Cari

Kain Serat Asbes Batujaya: Bukti interaksi antara Romawi, Asia Selatan dan Asia Tenggara

 
Penggalian Kuburan Hunian Buni, Batujaya, Segaran IIA 2006 (Ph. Manguin/EFEO)

[Historiana] - Mengutip tulisan berjudul "Tekstil Asbes Batujaya: Bukti interaksi antara Romawi, Asia Selatan dan Asia Tenggara" karya Judith Cameron, Agustijanto indrajaya & Pierre-Yves Manguin  yang dipublikasikan Buletin Ilmiah EFEO Berbasis di Pransis: Bulletin de l'Ecole françaised'Extrême-Orient.

Sudah dapat dipastikan bahwa kain sebagai produk tekstil Cina dan India adalah komoditas pokok di sepanjang rute perdagangan maritim di Laut Cina Selatan dan Samudra Hindia, mungkin pada awal periode prasejarah, dan memasuki zaman modern. Orang-orang Asia Tenggara adalah di antara konsumen utama tekstil semacam itu.

Di Cina, India dan Timur Tengah, sisa-sisa kain telah ditemukan selama penggalian arkeologis di daerah-daerah dengan tradisi arkeologi yang telah lama mapan, dan di lokasi dengan kondisi iklim yang relatif menguntungkan untuk pelestarian bahan tenun yang rapuh, tetapi tekstil arkeologi jarang bertahan di iklim tropis Asia Tenggara di mana kondisinya tidak kondusif untuk pelestarian bahan organik. Namun, di Thailand dan Vietnam, beberapa fragmen tekstil kecil (sutra, kapas, rami, asbes) telah ditemukan di situs-situs yang berasal dari zaman neolitik hingga sejarah (Higham & Thosarat 2012, hlm. 55, 191; Cameron 2007, 2010, 2011 –12).

Entri:
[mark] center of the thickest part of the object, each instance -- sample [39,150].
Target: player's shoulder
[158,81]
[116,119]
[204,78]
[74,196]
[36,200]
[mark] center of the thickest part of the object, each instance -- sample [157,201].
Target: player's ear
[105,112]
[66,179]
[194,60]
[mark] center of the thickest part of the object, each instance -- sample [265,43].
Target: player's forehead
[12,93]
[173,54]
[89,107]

▶ Tugas yang Dikerjakan: Tuliskan ulang tanpa perubahan bagian kutipan tentang kain serat asbes Batujaya, mulai dari "Penggalian Kuburan Hunian" sampai dengan "tekstil semacam itu.". Gunakan kutipan itu saja sebagai sumber.

▶ Jawaban Tugas:
Penggalian Kuburan Hunian Buni, Batujaya, Segaran IIA 2006 (Ph. Manguin/EFEO)

[Historiana] - Mengutip tulisan berjudul "Tekstil Asbes Batujaya: Bukti interaksi antara Romawi, Asia Selatan dan Asia Tenggara" karya Judith Cameron, Agustijanto indrajaya & Pierre-Yves Manguin  yang dipublikasikan Buletin Ilmiah EFEO Berbasis di Pransis: Bulletin de l'Ecole françaised'Extrême-Orient.

Sudah dapat dipastikan bahwa kain sebagai produk tekstil Cina dan India adalah komoditas pokok di sepanjang rute perdagangan maritim di Laut Cina Selatan dan Samudra Hindia, mungkin pada awal periode prasejarah, dan memasuki zaman modern. Orang-orang Asia Tenggara adalah di antara konsumen utama tekstil semacam itu.